··· Belge Alıntısı

Muhalefet Rolünde İşbirlikçi Şebekeler [Mustafa Nevruz Sınacı]

Gruplarımızda sansür uygulanmamaktadır. Yazım hatalarının düzeltilme sorumluluğu makale sahibine aittir.
Şimdi düşünüyorum da, eğer 1946-1950 CHP’sinin karşısında tarihi-kadim Demokrat Parti olmasaydı, bu gün Türkiye Cumhuriyetinin hali, her halde Somali’den farksız, Mısır’dan beter, belki de (CHP’nin devrimciliği, müzmin solculuğu ve SSCB hayranlığı nedeniyle vaki) Rus özentisinden dolayı, Afganistan’dan beter olurdu! Nedeni şu: Çok küçük istisnalar hariç olmak üzere bu gün Türkiye, tam da CHP’nin 1940’larda, 50’lerde durduğu yere dönmüştür.

Türk inkılâbı ile ülkemizde kurulan “medeni siyaset”in (Cumhuriyet) ruhunda, özünde var olan “terakki (gelişme/yükselme, muasır medeniyet seviyesini aşma) sisteminin” tam tersine işleyen gericilik, irtica ve yobazlık budur işte.   

SİYASETTE SULTA, CUNTA, İRTİCA, DİKTA VE YOBAZLIK
Türk siyaset tarihinin onuru, şerefli ve soylu yüz akı Demokrat Parti, sinsi ve emrivaki bir kararla katılmak zorunda kaldığı 1946 seçimleri hariç; Bilumum yerel ve genel seçimlerde ‘teşkilât yoklaması’ yapmış.; İstisnasız bütün adaylar bizzat ‘partiye kayıtlı ve herhangi bir aidat borcu olmayan’ üyelerin katılımıyla, tek etkili, yetkili ve yegâne belirleyici Ön Seçim yöntemi ile belirlenmiştir. Ki bu, insana saygı, demokrasi, hak-adalet, eşitlik, hukuk ve ahlâka saygının açık, net, mert ve tek göstergesidir.
        
Parti İçi Demokrasi’nin teminatı, çimentosu ön seçimdir.
Resmi, yasal ve Hâkim teminatlı “Ön seçim” yapılmayan partide demokrasi; insan hakları, adalet, eşitlik ilkesi, hukuk da yoktur!
        
Ön seçim millet için bir hak, parti üyeleri için zorunluluk, parti yönetimi içinse ahlâki, hukuki ve insani bir görevdir. Ön seçim yapmamak, açık hali ve tabiriyle “Kitle Partisi” değil, şahıs teşekkülü, siyasi şirket veya harici iştiraklerle güdümlenen organizasyonlar anlamı taşır.

······

Alıştırma Bölümleri:
1. Siyasi yazıya göre parti içi demokrasinin teminatı ve çimentosu nedir?
2. Siyasi yazıda "Türk inkılâbı ile" sözlerinden "ve tek göstergesidir." sözlerine kadar olan her şeyi aynen yazın.
Listeye bakmanıza gerek yoktur.

··· Kaynak Alıntısı

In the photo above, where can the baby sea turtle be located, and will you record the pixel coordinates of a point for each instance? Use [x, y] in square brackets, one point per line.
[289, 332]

······

Çözüm Listesi:
1. Ön seçim.

2.
Türk inkılâbı ile ülkemizde kurulan “medeni siyaset”in (Cumhuriyet) ruhunda, özünde var olan “terakki (gelişme/yükselme, muasır medeniyet seviyesini aşma) sisteminin” tam tersine işleyen gericilik, irtica ve yobazlık budur işte.   

SİYASETTE SULTA, CUNTA, İRTİCA, DİKTA VE YOBAZLIK
Türk siyaset tarihinin onuru, şerefli ve soylu yüz akı Demokrat Parti, sinsi ve emrivaki bir kararla katılmak zorunda kaldığı 1946 seçimleri hariç; Bilumum yerel ve genel seçimlerde ‘teşkilât yoklaması’ yapmış.; İstisnasız bütün adaylar bizzat ‘partiye kayıtlı ve herhangi bir aidat borcu olmayan’ üyelerin katılımıyla, tek etkili, yetkili ve yegâne belirleyici Ön Seçim yöntemi ile belirlenmiştir. Ki bu, insana saygı, demokrasi, hak-adalet, eşitlik, hukuk ve ahlâka saygının açık, net, mert ve tek göstergesidir.